Start of Block

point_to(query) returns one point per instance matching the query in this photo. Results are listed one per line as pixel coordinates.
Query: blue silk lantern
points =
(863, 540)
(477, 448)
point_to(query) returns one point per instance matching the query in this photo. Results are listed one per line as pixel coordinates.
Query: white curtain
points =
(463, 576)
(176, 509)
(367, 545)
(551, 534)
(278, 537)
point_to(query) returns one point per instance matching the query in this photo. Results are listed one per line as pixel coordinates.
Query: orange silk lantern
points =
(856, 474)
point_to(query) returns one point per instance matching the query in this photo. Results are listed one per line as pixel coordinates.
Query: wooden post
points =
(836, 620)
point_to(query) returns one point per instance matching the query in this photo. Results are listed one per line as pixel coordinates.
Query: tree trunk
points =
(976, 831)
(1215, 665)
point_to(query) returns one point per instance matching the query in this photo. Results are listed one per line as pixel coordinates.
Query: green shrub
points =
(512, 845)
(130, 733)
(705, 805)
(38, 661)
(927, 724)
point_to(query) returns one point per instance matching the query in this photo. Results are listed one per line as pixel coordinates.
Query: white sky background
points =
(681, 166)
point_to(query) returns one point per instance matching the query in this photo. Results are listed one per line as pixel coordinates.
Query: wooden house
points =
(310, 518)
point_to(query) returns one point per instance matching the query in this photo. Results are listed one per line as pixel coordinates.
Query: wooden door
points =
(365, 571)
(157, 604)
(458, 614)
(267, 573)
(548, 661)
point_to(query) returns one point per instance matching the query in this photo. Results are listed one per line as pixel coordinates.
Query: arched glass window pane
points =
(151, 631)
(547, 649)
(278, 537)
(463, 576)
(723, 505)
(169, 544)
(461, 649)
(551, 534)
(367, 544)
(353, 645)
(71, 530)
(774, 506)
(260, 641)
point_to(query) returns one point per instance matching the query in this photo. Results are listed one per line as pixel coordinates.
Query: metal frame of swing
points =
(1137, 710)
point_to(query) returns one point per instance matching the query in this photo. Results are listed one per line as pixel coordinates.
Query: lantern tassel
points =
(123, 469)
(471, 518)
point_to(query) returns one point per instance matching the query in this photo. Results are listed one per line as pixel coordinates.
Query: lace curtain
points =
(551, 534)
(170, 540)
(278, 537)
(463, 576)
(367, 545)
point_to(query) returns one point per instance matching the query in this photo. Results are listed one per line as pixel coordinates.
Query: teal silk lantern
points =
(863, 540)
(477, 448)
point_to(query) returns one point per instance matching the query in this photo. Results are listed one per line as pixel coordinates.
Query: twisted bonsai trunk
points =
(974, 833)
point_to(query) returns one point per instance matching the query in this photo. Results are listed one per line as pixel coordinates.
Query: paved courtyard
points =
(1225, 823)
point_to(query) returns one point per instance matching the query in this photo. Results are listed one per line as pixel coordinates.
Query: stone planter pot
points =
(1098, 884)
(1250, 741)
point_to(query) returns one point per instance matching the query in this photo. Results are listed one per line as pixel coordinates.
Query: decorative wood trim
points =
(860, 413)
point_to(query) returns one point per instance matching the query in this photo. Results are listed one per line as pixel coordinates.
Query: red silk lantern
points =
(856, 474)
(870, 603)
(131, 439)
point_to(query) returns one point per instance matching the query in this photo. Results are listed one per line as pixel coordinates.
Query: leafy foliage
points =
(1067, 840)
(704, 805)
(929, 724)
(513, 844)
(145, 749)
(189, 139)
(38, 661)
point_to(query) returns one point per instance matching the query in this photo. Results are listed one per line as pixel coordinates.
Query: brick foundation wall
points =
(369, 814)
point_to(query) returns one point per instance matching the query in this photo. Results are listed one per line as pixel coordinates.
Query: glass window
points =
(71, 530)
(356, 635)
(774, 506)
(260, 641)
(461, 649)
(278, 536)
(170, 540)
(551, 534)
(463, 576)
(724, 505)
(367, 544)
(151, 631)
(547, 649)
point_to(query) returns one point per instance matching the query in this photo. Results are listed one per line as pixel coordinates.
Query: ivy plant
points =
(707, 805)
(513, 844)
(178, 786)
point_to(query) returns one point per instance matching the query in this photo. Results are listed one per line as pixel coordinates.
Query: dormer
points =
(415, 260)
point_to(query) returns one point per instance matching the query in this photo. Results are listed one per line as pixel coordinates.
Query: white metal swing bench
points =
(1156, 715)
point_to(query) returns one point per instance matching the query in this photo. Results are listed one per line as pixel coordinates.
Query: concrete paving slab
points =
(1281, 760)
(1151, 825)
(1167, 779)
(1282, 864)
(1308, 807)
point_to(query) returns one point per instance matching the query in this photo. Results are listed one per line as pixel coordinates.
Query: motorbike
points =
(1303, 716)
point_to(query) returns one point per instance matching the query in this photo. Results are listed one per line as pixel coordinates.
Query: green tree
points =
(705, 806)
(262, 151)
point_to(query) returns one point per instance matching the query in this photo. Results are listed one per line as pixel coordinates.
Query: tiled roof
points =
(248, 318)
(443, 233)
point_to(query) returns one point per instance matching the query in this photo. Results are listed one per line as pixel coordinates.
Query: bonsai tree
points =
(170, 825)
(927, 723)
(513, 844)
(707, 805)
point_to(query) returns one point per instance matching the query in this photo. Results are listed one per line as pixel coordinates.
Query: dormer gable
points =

End of Block
Start of Block

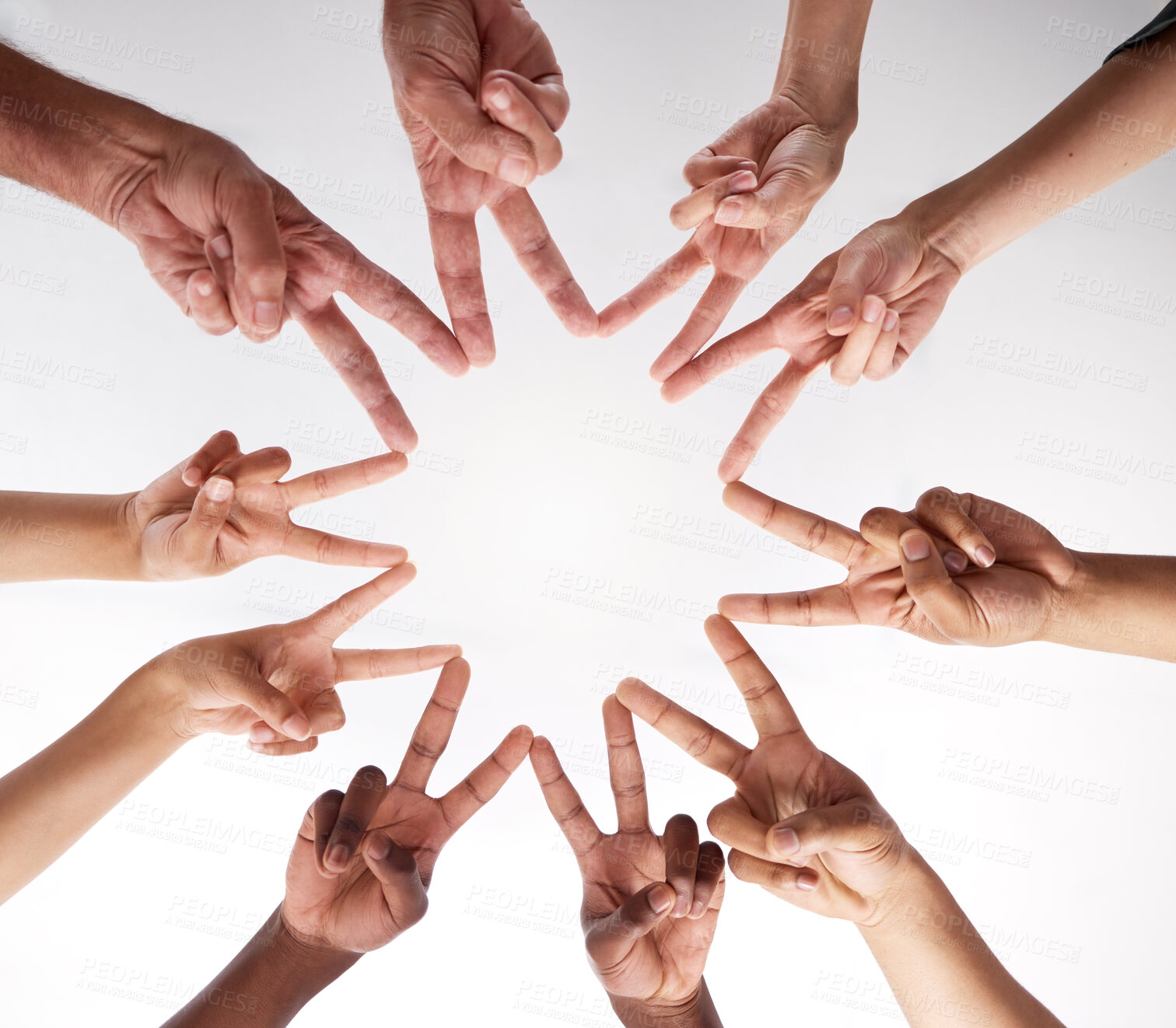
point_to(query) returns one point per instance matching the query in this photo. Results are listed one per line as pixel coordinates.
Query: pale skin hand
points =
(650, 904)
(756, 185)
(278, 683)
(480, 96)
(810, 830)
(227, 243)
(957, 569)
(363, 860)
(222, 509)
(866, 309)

End of Block
Start of Block

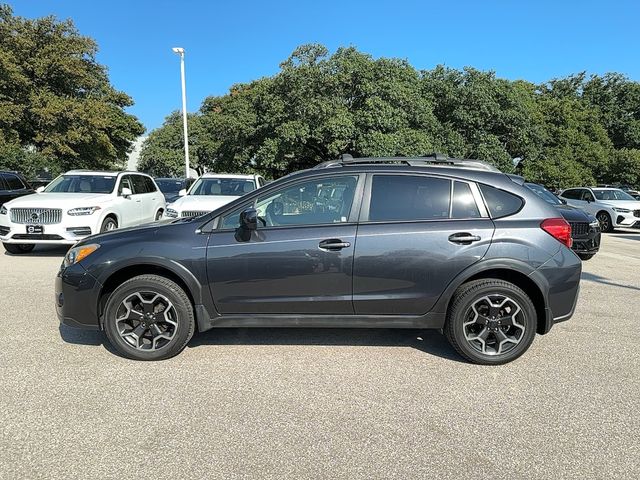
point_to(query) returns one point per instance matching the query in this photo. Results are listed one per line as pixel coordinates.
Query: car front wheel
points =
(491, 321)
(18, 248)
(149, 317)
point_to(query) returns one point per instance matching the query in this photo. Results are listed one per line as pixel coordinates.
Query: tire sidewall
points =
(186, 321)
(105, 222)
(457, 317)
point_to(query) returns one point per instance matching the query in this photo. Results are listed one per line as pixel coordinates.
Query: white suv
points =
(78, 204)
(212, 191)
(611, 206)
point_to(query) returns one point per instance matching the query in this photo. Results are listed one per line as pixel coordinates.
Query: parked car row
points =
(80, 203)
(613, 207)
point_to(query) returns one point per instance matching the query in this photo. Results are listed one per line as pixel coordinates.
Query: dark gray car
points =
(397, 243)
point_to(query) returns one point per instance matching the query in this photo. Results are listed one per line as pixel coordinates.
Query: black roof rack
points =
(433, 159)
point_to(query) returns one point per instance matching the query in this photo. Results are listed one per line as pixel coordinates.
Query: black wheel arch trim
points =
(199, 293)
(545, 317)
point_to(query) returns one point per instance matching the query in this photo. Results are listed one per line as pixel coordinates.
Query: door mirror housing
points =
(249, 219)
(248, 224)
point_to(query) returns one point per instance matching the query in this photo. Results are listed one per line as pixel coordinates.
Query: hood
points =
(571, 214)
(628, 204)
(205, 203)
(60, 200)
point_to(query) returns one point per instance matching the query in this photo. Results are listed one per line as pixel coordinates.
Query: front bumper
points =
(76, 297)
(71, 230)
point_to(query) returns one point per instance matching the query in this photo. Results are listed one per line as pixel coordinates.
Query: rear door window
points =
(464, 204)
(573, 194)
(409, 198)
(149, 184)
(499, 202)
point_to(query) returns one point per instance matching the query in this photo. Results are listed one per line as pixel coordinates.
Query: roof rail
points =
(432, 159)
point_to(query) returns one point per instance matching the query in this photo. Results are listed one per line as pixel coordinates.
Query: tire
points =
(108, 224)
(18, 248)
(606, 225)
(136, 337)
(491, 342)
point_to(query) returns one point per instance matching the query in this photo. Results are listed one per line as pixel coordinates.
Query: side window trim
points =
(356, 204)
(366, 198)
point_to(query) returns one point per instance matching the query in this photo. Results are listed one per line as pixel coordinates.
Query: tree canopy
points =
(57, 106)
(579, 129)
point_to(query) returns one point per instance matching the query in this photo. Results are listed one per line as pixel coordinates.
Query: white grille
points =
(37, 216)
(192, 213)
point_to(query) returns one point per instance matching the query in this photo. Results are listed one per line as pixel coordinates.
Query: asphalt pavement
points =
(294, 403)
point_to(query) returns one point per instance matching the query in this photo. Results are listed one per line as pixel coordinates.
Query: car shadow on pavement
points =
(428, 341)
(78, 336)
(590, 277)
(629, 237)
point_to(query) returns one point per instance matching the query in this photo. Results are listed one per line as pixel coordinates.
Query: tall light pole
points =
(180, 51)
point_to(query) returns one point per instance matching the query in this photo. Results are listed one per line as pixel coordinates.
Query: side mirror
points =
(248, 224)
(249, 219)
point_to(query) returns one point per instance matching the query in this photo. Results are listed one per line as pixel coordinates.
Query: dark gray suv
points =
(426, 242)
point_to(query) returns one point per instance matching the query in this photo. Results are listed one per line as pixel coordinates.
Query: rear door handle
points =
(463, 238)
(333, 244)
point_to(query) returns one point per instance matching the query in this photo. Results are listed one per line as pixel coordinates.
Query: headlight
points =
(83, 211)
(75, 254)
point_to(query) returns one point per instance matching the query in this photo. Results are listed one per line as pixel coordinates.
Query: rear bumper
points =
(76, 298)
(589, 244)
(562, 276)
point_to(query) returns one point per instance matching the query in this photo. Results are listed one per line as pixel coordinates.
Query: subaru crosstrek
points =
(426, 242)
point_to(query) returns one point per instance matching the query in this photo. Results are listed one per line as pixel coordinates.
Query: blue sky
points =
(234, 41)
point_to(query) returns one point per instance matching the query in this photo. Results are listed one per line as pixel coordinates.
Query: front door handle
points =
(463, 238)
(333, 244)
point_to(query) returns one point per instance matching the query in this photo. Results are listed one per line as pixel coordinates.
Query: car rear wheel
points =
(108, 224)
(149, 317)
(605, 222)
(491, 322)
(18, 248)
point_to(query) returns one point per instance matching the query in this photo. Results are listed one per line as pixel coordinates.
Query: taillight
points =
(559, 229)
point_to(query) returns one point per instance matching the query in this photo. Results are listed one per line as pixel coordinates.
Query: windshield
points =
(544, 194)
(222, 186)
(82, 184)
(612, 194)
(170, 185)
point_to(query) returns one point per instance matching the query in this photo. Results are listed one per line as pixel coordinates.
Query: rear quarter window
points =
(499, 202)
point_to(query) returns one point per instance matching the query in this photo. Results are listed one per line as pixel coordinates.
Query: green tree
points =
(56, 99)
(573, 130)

End of Block

**Work instruction:** Using the listing above, locate the lines that hold "black" and copy each one.

**Finished task:**
Query: black roof rack
Query: black wheel arch trim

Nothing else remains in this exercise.